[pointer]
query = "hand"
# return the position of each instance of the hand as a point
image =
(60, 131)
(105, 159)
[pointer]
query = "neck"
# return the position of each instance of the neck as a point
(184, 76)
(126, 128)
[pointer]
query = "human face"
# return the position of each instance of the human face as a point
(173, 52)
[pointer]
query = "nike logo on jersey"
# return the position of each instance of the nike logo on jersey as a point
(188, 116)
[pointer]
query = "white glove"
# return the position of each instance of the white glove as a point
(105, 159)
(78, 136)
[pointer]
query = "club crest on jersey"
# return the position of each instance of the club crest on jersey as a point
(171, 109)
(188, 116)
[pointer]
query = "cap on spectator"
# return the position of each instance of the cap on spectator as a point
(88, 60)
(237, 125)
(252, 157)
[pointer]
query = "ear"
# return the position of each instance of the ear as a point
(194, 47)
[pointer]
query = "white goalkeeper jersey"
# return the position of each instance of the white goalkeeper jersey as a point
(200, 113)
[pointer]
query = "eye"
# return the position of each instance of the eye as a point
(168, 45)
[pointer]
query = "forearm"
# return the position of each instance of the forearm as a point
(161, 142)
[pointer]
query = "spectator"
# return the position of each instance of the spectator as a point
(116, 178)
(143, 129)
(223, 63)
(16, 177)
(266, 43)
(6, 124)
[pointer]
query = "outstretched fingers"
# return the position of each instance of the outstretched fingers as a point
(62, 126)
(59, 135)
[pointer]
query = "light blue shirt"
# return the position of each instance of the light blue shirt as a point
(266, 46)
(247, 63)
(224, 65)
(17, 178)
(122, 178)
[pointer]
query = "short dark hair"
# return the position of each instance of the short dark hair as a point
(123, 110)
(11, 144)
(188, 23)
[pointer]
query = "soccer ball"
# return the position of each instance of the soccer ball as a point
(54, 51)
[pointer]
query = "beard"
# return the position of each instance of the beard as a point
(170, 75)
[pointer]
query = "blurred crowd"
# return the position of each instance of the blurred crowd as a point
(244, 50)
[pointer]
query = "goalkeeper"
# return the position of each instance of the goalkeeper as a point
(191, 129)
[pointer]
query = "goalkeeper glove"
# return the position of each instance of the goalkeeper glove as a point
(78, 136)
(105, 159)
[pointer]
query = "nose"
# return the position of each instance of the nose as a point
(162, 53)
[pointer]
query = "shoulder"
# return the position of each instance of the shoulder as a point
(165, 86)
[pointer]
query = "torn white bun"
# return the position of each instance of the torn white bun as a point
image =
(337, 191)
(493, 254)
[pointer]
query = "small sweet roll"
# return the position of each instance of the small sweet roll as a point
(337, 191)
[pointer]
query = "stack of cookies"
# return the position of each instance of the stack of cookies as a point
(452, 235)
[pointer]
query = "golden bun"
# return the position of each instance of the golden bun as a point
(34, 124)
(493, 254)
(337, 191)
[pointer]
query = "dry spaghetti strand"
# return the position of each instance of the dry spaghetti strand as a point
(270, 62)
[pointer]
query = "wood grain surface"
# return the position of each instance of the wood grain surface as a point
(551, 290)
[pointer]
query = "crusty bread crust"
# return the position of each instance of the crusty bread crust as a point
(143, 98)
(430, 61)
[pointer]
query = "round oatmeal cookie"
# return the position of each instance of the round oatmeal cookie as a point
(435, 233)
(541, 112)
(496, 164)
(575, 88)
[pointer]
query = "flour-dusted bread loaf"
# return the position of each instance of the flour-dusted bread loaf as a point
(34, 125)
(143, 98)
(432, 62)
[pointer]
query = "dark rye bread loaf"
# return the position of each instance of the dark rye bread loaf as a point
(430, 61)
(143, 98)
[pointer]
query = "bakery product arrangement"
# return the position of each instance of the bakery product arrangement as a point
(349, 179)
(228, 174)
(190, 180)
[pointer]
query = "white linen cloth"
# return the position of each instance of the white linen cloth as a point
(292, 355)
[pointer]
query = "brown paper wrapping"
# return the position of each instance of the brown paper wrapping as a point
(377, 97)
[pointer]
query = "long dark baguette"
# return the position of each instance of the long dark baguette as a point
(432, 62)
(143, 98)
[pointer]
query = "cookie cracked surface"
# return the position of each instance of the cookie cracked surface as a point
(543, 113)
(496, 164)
☆ ☆ ☆ ☆ ☆ ☆ ☆
WRITTEN TASK >> Extract, word for word, each line of the listing above.

ANSWER TO THE PROBLEM >>
[pointer]
query = "hand"
# return the position of each instance of the hand as a point
image =
(60, 131)
(105, 159)
[pointer]
query = "neck"
# return the position of each instance of the neck as a point
(184, 76)
(126, 128)
[pointer]
query = "human face"
# return the position of each instance of the human face as a point
(173, 52)
[pointer]
query = "nike logo on jersey"
# return the position of each instance of the nike logo on jersey as a point
(188, 116)
[pointer]
query = "white glove"
# return the position of each instance of the white glove as a point
(105, 159)
(78, 136)
[pointer]
query = "club crest on jersey"
# return the position of each instance of the club crest on jersey as a point
(171, 109)
(188, 116)
[pointer]
query = "cap on spectator"
# return the position of each instance of the cap on spectator as a point
(88, 60)
(237, 125)
(252, 157)
[pointer]
query = "ear"
# return the position of each instance of the ear as a point
(194, 47)
[pointer]
query = "white goalkeeper jersey"
# return the position of each instance of the white goalkeeper jersey as a point
(200, 113)
[pointer]
query = "eye"
# return the position of each instance of the eye as a point
(168, 45)
[pointer]
query = "forearm"
# return the position of each instance of the forearm as a point
(161, 142)
[pointer]
query = "spectator"
# return the position of each instance of the spectator as a point
(116, 178)
(143, 129)
(223, 63)
(16, 177)
(266, 43)
(6, 124)
[pointer]
query = "outstretched fingers"
# return the position of each instance of the outstretched fingers as a point
(62, 126)
(59, 135)
[pointer]
query = "light blue shirt"
# return the position of each instance of the light blue shirt as a point
(266, 46)
(247, 63)
(224, 65)
(17, 178)
(122, 178)
[pointer]
query = "short dark hair"
# return the position of each instance of the short dark hair as a point
(123, 110)
(11, 144)
(188, 23)
[pointer]
query = "soccer ball"
# return the position of each instance of the soccer ball as a point
(54, 51)
[pointer]
query = "beard"
# return the position of each instance of the beard as a point
(170, 75)
[pointer]
query = "blurred crowd"
# return the position of each instance of the blurred crowd as a point
(244, 50)
[pointer]
query = "goalkeeper"
# return the position of each instance of the goalkeeper as a point
(191, 129)
[pointer]
query = "goalkeeper glove"
# return the position of each instance of the goalkeeper glove as a point
(78, 136)
(105, 159)
[pointer]
query = "nose"
# return the position of each instance of the nose as a point
(162, 53)
[pointer]
query = "shoulder"
# return the position of each instance of the shoulder as a point
(165, 86)
[pointer]
query = "torn white bun"
# return the position of each instance of the torn white bun as a point
image =
(337, 191)
(493, 254)
[pointer]
query = "small sweet roll"
# return the position of each instance of the small sweet roll as a point
(337, 191)
[pointer]
query = "stack of cookies"
# return the position of each instance of the stack of cookies as a point
(452, 235)
[pointer]
query = "golden bun"
# return the position of each instance of the golden bun as a point
(34, 124)
(493, 254)
(337, 191)
[pointer]
query = "dry spaghetti strand"
# return the position of each instance of the dry spaghetti strand as a point
(270, 62)
[pointer]
query = "wood grain surface"
# return the position of each instance of the wood grain surface as a point
(551, 290)
[pointer]
query = "crusty bread crust"
# return the position of each instance of the crusty bread crust as a point
(143, 98)
(430, 61)
[pointer]
query = "round oatmeal cookie"
# return the position of each instance of the round oatmeal cookie as a point
(435, 233)
(541, 112)
(496, 164)
(575, 88)
[pointer]
query = "flour-dusted bread loaf"
# return the position of each instance of the flour-dusted bread loaf as a point
(34, 125)
(143, 98)
(432, 62)
[pointer]
query = "dark rye bread loaf"
# return the position of each instance of the dark rye bread loaf as a point
(430, 61)
(143, 98)
[pointer]
query = "bakery product arrangement"
# return the position of each instance of the bakery product arrangement as a point
(349, 179)
(228, 174)
(190, 180)
[pointer]
query = "white linen cloth"
# return the position of each instance of the white linen cloth as a point
(292, 355)
[pointer]
query = "brown paper wrapping"
# return the position of each instance of the brown paper wrapping as a point
(377, 97)
[pointer]
query = "long dark baguette"
# return the position of each instance of the long dark baguette as a point
(432, 62)
(143, 98)
[pointer]
query = "cookie cracked surface"
# return the position of each instance of the cookie cracked surface as a point
(543, 113)
(496, 164)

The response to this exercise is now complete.